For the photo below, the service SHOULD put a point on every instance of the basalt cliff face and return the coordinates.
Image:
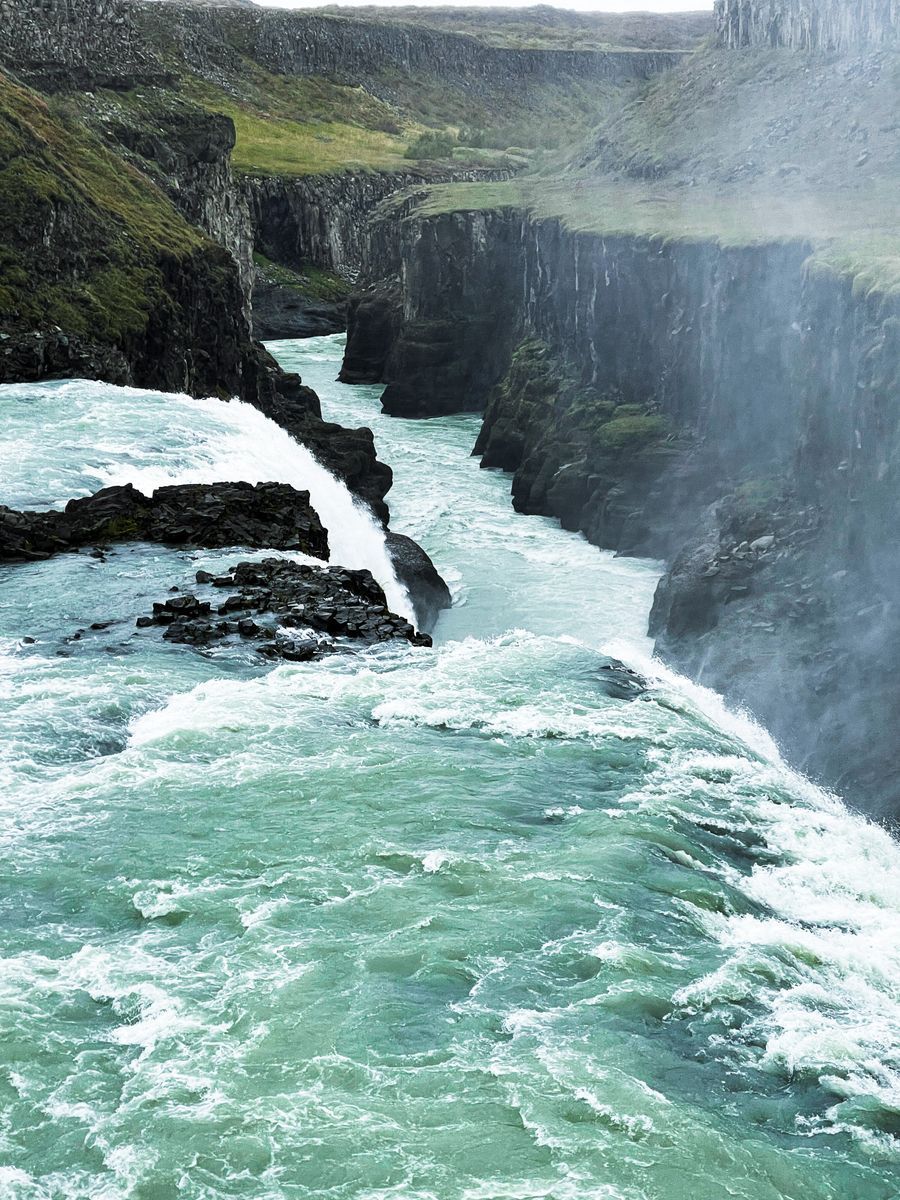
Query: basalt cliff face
(729, 409)
(808, 24)
(127, 237)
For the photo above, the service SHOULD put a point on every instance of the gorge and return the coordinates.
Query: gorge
(372, 833)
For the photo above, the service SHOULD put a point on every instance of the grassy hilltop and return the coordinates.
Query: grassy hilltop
(737, 147)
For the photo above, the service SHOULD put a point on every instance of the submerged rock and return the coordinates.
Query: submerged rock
(209, 515)
(415, 570)
(289, 610)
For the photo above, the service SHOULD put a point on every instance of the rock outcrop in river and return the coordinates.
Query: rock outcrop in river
(178, 515)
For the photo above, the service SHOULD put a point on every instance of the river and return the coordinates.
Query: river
(409, 924)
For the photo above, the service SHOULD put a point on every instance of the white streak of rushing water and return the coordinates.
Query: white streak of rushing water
(175, 439)
(448, 924)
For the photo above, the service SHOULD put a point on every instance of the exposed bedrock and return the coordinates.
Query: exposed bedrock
(808, 24)
(415, 570)
(732, 411)
(209, 515)
(285, 610)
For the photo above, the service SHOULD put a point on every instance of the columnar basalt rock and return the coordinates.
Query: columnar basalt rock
(808, 24)
(673, 399)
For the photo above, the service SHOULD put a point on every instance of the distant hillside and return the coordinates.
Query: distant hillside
(552, 28)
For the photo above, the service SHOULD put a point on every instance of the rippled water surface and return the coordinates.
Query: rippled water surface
(449, 924)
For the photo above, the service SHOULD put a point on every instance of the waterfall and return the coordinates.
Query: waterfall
(239, 443)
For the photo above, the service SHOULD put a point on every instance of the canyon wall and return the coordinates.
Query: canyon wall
(731, 409)
(808, 24)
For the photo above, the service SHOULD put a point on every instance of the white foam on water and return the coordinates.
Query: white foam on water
(252, 448)
(825, 963)
(168, 438)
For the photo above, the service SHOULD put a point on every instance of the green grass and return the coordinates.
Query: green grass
(300, 126)
(101, 277)
(850, 234)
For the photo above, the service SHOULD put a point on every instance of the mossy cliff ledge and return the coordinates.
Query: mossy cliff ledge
(727, 408)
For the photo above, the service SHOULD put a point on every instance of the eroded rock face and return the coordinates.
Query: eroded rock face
(210, 515)
(808, 24)
(415, 570)
(283, 609)
(677, 390)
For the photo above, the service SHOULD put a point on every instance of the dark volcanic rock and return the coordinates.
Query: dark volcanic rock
(415, 570)
(184, 515)
(288, 610)
(372, 323)
(282, 311)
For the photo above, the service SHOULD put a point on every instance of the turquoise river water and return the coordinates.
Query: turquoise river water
(409, 924)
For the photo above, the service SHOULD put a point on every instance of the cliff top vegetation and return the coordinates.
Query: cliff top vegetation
(83, 235)
(739, 147)
(543, 27)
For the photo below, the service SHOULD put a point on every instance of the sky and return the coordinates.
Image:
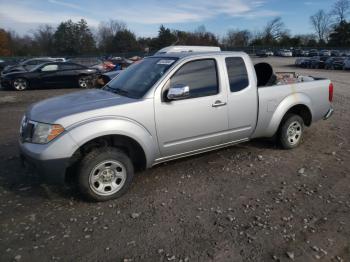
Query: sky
(145, 17)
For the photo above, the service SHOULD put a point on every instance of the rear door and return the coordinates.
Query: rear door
(242, 100)
(68, 74)
(197, 122)
(48, 75)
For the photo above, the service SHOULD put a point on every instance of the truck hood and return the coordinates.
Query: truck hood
(53, 109)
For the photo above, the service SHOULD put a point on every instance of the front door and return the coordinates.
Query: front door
(198, 121)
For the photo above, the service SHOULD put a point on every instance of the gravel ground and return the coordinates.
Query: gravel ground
(251, 202)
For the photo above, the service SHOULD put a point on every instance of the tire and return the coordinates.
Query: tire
(20, 84)
(291, 131)
(83, 81)
(104, 174)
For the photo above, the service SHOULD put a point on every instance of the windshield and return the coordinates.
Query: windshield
(139, 78)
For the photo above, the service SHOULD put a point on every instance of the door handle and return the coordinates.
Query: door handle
(218, 103)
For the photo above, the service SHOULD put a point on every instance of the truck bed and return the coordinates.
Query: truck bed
(275, 101)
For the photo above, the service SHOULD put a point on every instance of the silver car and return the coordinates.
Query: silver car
(167, 106)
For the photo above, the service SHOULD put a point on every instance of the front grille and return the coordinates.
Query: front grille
(27, 131)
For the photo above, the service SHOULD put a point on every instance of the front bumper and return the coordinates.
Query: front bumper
(51, 171)
(5, 82)
(329, 114)
(49, 160)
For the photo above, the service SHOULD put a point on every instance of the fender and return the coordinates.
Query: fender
(92, 128)
(286, 104)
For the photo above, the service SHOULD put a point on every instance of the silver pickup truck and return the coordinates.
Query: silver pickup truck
(170, 105)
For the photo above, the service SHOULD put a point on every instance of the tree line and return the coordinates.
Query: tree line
(69, 38)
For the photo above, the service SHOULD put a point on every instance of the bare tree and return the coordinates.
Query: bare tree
(341, 10)
(321, 22)
(237, 38)
(107, 31)
(274, 29)
(43, 37)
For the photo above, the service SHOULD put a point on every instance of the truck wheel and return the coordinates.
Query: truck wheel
(20, 84)
(105, 173)
(291, 131)
(83, 82)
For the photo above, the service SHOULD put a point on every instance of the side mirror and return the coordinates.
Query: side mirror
(179, 91)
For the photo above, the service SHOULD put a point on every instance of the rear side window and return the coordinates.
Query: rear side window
(70, 67)
(237, 73)
(200, 76)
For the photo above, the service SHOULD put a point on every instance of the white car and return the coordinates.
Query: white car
(299, 61)
(285, 53)
(347, 64)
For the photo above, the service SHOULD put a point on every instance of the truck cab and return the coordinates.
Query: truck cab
(179, 102)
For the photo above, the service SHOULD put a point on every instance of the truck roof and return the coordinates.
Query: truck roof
(190, 54)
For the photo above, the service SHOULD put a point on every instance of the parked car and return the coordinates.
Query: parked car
(305, 63)
(29, 64)
(53, 74)
(313, 52)
(318, 62)
(300, 61)
(92, 62)
(300, 53)
(285, 53)
(262, 53)
(325, 53)
(104, 78)
(346, 64)
(335, 53)
(335, 63)
(158, 110)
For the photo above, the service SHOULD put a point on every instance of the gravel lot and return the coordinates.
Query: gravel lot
(251, 202)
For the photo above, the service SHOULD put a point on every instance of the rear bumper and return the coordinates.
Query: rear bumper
(329, 114)
(5, 82)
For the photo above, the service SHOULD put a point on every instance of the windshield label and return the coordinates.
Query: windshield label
(165, 62)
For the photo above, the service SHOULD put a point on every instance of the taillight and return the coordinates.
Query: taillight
(330, 94)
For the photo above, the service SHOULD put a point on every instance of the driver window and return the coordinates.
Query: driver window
(49, 68)
(200, 76)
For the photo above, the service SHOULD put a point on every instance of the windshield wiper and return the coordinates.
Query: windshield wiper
(118, 91)
(122, 92)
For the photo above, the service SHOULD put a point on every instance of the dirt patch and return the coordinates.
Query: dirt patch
(252, 202)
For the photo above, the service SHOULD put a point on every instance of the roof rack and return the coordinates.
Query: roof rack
(184, 48)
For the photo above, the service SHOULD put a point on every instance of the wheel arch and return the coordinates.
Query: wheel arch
(130, 137)
(297, 103)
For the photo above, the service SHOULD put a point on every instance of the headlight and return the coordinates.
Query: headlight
(44, 133)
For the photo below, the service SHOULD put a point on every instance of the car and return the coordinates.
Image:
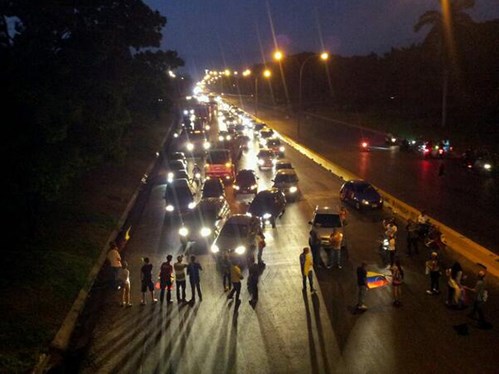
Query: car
(179, 197)
(178, 156)
(212, 187)
(237, 236)
(268, 205)
(276, 146)
(219, 164)
(178, 174)
(266, 159)
(286, 180)
(203, 223)
(245, 182)
(361, 194)
(264, 135)
(324, 220)
(283, 164)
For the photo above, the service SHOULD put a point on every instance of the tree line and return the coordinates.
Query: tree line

---------------

#### ACTIVITY:
Say the number of lines in the listing that hold "below", with no added words.

#### EXERCISE ANSWER:
3